**MATERIAL TO PROCESS**
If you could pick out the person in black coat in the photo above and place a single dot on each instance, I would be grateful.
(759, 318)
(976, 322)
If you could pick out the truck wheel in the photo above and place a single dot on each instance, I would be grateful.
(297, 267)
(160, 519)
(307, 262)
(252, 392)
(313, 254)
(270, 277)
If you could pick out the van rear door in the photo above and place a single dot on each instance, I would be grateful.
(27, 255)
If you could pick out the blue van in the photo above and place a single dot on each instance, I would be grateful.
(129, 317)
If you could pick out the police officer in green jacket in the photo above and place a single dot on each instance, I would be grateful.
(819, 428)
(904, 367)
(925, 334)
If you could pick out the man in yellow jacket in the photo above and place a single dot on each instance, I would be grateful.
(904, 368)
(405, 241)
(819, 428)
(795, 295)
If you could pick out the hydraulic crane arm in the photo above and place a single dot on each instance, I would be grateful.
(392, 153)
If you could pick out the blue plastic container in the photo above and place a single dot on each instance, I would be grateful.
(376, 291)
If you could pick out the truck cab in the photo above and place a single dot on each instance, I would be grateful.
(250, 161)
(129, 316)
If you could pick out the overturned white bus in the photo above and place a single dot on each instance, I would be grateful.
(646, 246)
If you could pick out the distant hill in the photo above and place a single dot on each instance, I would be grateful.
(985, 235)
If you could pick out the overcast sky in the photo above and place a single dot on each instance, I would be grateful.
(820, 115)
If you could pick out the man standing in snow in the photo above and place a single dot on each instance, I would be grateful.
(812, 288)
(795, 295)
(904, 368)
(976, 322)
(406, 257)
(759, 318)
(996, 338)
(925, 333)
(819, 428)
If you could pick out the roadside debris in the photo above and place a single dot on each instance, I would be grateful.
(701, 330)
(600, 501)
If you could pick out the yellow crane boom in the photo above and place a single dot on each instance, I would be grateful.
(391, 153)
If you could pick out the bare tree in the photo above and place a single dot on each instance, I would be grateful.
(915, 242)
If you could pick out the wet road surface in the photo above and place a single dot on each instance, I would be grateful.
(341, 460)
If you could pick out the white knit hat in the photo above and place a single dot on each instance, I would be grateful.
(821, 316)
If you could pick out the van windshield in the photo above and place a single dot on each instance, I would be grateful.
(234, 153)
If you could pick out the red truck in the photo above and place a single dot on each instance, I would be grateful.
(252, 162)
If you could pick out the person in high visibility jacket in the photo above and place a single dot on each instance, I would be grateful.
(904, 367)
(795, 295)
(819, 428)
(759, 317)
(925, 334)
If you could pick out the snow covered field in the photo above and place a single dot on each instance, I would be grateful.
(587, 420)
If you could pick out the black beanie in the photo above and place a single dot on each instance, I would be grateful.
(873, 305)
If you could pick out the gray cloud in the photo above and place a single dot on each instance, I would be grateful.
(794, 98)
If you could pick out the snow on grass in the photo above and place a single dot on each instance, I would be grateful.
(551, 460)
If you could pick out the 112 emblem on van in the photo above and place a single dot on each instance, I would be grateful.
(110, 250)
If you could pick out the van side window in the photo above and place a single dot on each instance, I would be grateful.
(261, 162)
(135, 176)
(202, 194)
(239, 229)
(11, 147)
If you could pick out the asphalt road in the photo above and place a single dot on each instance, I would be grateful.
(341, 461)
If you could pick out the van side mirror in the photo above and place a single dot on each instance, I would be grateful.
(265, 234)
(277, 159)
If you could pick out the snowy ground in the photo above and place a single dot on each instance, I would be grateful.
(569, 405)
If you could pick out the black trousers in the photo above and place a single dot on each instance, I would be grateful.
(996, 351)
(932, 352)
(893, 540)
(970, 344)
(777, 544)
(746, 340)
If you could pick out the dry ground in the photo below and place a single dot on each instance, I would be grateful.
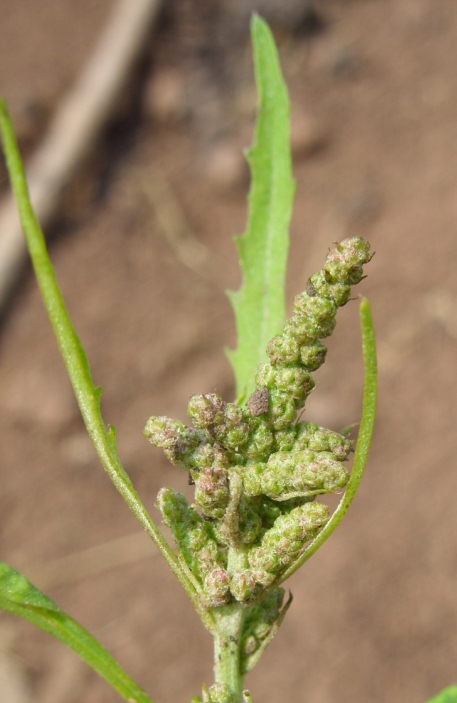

**DIRECTIONS**
Restate each line of the records exactly; pictures do not belong in the copy.

**REPLY TO THE EXERCISE**
If you could pick out the person in black coat in the photo above and place a single dot on each instance, I would be grateful.
(759, 318)
(976, 322)
If you could pick out the truck wheel in the photo above and place a single dot on each instance, I would be grateful.
(297, 267)
(160, 519)
(307, 262)
(252, 392)
(313, 254)
(270, 277)
If you could pick out the van rear door in the photo above and place a single dot on each instance, I would be grateful.
(27, 255)
If you could pick out the blue van in the photo above and place a single dot on each instance, I would be grateful.
(129, 317)
If you could pick out the police officer in green jacket in the photo above and place a single dot on each instance, I would be grateful.
(819, 428)
(904, 367)
(925, 334)
If you could pick out the man in yellow jacket in the photo above and place a single dot on each instance, I would be grateful.
(904, 368)
(405, 241)
(819, 428)
(795, 295)
If you could pick out the hydraulic crane arm in the photo above and place a single dot on each instance, I would be grateful.
(392, 153)
If you could pick out the blue plastic container in the photo above and place a single dot on each instance, I would be grateful.
(376, 291)
If you could pick out the truck cab in the photo above and place a single dot on each instance, I would be grateful.
(250, 161)
(129, 316)
If you could pick out the overturned white bus in the photo above and place a single dot on each instance, I would be grateful.
(646, 246)
If you could pick out the distant hill in the photo above and place a single dot on each instance, I would be grateful.
(985, 235)
If you could pick out the overcast sky in the photo above and place a single dot on each instance, I would be grateful.
(820, 115)
If you could pick out the man standing in snow in the photo above and place a single dot on each instance, I would be grateful.
(812, 288)
(795, 295)
(904, 368)
(976, 322)
(406, 257)
(759, 318)
(996, 338)
(925, 333)
(819, 428)
If you could pick out the roadside debris in the photo above and place a single dot on each instance, I would be grateful.
(701, 330)
(600, 501)
If you could pick out the yellow crane boom in the photo above and place a single dot on each instance, I would be grateful.
(391, 153)
If you could pick out the bare tree in the photo above and place a single dot on each instance, I would be grateful.
(915, 242)
If you could pick out the wet road surface in the photo above and place a single dot on each instance, I would be grateful.
(341, 460)
If you could pick out the white knit hat in the photo above and place a single dot on each instance, I would be grateful.
(821, 316)
If you could pick out the van windshield in the photo above and place a single dot on each instance, I would be grateful.
(234, 153)
If you could pick out the red truck in the photo above and place a single dot on each instance, I would be grateful.
(252, 162)
If you could pick out the person in high visibility jacket in the photo above and place a single dot on each instance, I would be grateful.
(904, 367)
(795, 295)
(819, 428)
(759, 317)
(925, 334)
If you could pick out the snow covered field in the photo above and place a single dot on each instance, I would be grateful.
(587, 420)
If you could pick out the black beanie in the photo above and place a single dot on each instance, I would be grateful.
(873, 305)
If you could pick out the gray cloud in the photo above and place a single dot on each instance, I would be grateful.
(794, 98)
If you could pick out the snow on grass in the photo above and place a single dot on each instance, I would be grateful.
(551, 460)
If you could pick out the 112 emblem on van in the photo above and place a single dot on each instance, I would be grateful.
(110, 250)
If you could pick out the van side window in the photo above and place a single dot on each instance, I would be grateful.
(261, 162)
(135, 176)
(202, 194)
(239, 229)
(11, 147)
If you could pick out the asphalt road in the photo above and place a single dot on each instance, I would be grateful.
(341, 461)
If you could pick out the van side mirror in the photo above and place a single dot on each instance, I would be grateful.
(265, 234)
(277, 159)
If you could pick out the snowy ground in the photo above and place a single dot on each instance, I would be grateful.
(569, 405)
If you could pick out the black trousers in the photo above and place a single dot on each instance, I would be grateful.
(996, 351)
(932, 352)
(893, 540)
(970, 344)
(777, 544)
(746, 340)
If you could pick out the dry ground in the photo below and place a single dot on each instance, I would be grateful.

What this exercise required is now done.